__THE PROBLEM__: Rewrite the rocket and terror report from "A rocket and" to "150 terrorists killed.", replacing "terrorists" with "militants".

__DOCUMENT SEGMENT__:
###
Australia/Israel Review


Behind the News – June 2024

May 29, 2024 | AIJAC staff

IDF tanks in the Rafah crossing precinct (Image: X/ Twitter)
IDF tanks in the Rafah crossing precinct (Image: X/ Twitter)

ROCKET AND TERROR REPORT

A rocket and mortar salvo fired from Rafah at the Kerem Shalom border crossing on May 5 killed four soldiers and injured several more.There were additional salvos on Kerem Shalom on May 8, 10, 11, 12 and 24, while rocket barrages were also fired from Rafah at Beersheba, Ashkelon and Sderot. A barrage of 12 long-range rockets was fired from Rafah at central Israel, including the Tel Aviv area, on May 26.

An approximately week-long IDF operation in Zeitoun in northern Gaza ended on May 15, with about 150 terrorists killed.
###
__INFORMATION GIVEN__:
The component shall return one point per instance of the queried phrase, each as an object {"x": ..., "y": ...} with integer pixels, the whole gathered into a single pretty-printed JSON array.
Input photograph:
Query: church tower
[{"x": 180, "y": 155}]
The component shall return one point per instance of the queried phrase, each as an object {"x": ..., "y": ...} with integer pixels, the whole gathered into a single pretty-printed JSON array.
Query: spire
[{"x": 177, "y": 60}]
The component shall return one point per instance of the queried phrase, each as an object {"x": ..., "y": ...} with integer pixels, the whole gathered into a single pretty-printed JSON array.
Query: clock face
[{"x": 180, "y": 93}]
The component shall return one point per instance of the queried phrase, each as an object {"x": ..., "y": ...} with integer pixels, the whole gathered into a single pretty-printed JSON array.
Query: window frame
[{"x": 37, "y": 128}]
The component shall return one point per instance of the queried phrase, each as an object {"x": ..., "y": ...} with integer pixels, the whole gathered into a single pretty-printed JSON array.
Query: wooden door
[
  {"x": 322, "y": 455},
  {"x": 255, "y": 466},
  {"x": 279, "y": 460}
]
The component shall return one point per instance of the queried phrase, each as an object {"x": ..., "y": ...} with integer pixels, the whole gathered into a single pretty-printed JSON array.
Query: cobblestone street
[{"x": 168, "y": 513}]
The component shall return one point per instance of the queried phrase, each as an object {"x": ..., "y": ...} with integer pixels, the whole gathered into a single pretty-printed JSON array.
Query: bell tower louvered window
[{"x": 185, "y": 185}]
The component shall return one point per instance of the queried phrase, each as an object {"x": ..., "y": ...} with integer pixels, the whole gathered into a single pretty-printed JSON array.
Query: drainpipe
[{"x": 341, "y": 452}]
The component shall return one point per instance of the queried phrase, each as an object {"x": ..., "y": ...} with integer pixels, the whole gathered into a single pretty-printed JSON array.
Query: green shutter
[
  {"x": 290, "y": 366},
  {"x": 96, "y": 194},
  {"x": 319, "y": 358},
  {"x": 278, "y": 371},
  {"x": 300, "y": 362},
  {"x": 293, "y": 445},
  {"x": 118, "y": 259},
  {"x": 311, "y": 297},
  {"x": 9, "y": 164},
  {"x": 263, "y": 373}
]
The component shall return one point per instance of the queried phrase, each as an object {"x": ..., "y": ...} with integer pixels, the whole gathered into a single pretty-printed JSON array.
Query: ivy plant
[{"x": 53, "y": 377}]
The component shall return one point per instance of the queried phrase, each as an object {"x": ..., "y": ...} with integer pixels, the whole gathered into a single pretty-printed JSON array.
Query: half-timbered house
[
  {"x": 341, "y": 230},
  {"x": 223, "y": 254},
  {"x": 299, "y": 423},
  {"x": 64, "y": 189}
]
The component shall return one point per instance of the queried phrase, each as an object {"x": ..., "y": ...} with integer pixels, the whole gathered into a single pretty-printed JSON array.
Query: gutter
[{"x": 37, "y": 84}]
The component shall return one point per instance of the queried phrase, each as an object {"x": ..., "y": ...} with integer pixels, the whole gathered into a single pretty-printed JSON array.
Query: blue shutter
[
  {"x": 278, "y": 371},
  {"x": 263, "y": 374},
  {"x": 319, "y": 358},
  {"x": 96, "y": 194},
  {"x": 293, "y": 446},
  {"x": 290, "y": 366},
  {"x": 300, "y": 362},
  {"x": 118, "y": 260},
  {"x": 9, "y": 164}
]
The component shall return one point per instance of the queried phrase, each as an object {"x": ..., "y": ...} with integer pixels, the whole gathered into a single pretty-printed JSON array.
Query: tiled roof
###
__REPLY__:
A rocket and mortar salvo fired from Rafah at the Kerem Shalom border crossing on May 5 killed four soldiers and injured several more.There were additional salvos on Kerem Shalom on May 8, 10, 11, 12 and 24, while rocket barrages were also fired from Rafah at Beersheba, Ashkelon and Sderot. A barrage of 12 long-range rockets was fired from Rafah at central Israel, including the Tel Aviv area, on May 26.

An approximately week-long IDF operation in Zeitoun in northern Gaza ended on May 15, with about 150 militants killed.